• _ITEMS_
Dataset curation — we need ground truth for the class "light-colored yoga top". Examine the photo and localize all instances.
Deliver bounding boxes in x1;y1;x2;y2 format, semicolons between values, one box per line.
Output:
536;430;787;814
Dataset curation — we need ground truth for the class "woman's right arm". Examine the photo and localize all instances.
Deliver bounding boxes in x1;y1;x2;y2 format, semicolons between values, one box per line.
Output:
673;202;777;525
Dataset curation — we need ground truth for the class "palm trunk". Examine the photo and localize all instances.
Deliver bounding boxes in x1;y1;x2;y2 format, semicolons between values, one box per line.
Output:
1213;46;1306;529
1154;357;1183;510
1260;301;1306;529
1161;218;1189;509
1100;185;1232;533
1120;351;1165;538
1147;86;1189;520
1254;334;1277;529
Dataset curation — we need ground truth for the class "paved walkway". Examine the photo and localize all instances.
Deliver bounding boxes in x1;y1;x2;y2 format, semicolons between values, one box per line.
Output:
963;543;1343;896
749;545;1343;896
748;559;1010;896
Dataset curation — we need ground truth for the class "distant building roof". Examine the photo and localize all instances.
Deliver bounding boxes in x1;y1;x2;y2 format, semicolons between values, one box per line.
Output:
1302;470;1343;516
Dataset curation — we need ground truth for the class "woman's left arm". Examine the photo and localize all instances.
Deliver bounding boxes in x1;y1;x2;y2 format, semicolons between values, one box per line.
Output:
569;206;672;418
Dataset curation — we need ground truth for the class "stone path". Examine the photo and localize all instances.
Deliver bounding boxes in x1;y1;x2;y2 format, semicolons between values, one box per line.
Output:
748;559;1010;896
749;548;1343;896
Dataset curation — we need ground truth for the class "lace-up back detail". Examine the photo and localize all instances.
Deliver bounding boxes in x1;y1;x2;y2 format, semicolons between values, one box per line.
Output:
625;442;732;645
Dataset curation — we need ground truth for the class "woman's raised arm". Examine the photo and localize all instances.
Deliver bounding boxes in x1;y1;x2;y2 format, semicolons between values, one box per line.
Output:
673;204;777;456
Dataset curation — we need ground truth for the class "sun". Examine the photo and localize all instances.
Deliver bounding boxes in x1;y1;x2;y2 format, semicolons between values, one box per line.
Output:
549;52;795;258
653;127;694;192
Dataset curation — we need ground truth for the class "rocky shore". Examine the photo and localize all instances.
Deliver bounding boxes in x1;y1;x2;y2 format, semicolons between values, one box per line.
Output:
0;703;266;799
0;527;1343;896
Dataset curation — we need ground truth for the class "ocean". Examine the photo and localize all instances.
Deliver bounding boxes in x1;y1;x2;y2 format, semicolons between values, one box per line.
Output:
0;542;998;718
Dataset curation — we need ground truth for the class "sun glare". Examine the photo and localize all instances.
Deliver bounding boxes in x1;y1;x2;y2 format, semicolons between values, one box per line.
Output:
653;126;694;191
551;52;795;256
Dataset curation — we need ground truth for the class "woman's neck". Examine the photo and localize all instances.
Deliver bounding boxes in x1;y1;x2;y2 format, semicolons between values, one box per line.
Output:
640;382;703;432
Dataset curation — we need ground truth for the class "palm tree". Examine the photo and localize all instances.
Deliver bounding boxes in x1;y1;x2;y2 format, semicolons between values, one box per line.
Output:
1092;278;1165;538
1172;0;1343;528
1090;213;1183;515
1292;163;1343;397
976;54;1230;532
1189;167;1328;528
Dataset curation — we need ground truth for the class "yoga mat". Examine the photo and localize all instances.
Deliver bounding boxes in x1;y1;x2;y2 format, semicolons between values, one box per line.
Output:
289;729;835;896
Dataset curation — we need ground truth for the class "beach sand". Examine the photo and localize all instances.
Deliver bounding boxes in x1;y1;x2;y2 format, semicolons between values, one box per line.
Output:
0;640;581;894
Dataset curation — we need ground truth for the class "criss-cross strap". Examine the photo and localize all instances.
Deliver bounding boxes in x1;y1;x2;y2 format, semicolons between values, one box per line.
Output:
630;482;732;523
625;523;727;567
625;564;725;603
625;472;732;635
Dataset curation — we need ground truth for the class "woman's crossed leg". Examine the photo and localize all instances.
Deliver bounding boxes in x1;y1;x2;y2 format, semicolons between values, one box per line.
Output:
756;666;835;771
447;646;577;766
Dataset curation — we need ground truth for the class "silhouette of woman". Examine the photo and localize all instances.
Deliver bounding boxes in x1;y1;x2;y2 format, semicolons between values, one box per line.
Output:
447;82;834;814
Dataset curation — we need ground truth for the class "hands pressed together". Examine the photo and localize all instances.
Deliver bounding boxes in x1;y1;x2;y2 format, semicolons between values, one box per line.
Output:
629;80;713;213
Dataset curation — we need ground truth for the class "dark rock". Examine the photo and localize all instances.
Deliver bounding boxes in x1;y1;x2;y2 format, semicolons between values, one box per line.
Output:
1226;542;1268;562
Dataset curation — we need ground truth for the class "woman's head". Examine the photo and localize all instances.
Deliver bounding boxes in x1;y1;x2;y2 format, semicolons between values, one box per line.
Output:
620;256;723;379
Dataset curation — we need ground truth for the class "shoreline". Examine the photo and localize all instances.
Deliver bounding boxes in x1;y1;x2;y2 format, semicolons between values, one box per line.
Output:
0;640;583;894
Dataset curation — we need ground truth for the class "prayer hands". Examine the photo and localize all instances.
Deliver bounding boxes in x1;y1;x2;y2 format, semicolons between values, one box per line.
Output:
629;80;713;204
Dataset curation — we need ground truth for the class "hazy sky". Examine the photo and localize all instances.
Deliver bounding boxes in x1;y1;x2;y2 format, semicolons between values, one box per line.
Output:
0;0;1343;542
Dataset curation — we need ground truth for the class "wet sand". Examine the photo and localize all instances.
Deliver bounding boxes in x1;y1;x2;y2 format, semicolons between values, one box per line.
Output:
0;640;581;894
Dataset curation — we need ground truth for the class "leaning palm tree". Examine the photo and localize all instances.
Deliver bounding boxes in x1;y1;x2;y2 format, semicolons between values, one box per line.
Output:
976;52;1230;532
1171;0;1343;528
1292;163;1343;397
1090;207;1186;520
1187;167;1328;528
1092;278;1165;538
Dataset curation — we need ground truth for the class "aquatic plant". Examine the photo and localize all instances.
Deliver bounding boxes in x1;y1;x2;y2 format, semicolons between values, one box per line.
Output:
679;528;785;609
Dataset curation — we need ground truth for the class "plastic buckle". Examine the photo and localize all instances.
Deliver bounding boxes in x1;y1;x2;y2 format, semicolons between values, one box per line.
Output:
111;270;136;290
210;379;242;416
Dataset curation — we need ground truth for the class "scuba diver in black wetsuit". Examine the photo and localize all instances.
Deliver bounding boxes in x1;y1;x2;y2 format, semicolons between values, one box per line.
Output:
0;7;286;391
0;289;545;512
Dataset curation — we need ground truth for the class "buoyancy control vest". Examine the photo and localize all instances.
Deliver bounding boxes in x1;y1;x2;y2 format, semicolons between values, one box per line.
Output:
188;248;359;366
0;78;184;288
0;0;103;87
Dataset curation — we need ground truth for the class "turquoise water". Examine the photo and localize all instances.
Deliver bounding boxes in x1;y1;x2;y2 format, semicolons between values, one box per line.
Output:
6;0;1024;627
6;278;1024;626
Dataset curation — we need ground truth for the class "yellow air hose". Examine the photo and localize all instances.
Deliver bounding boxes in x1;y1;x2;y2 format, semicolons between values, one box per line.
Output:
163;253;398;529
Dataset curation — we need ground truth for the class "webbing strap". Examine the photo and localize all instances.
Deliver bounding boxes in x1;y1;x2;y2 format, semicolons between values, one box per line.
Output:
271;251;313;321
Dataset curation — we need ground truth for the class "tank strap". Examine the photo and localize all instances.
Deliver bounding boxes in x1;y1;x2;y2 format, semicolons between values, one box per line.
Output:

• _REQUIREMENTS_
Copy out the rows verbatim, starting at the beginning of the rows and ending with the line that contains "1302;470;1343;516", both ends included.

• _THE RESULT_
Dataset curation — we need ground truth for the class "light-colored yoga top". Examine the photo and localize all instances.
Deliver bounding boxes in x1;y1;x2;y2 format, semicolons between values, one box per line.
Output:
536;430;787;814
Dataset curation — we need ground truth for the class "woman's right arm". Examine the photo and localize all instances.
Deliver bounding boxes in x1;y1;x2;y2 format, semicolons between values, one box per line.
Output:
673;202;777;525
Dataset curation — we need ground truth for the class "palm trunk". Examine the photo and localize all instances.
Deliver bounding boxes in x1;y1;x2;y2 format, semicolons between values, one box per line.
Output:
1213;46;1306;529
1154;357;1183;510
1260;301;1306;529
1161;218;1189;509
1100;185;1232;533
1120;351;1165;538
1147;86;1189;520
1254;334;1277;529
Dataset curation — we need ground truth for the class "paved walkway". Examine the photo and localize all instances.
Deliver bounding boxes in x1;y1;x2;y2 format, semicolons between values, one box per line.
Output:
963;543;1343;896
749;545;1343;896
748;559;1010;896
Dataset curation — we need ground truth for the class "distant building roof". Examine the photo and localize all instances.
Deliver bounding boxes in x1;y1;x2;y2 format, semicolons between values, one box per line.
Output:
1302;470;1343;516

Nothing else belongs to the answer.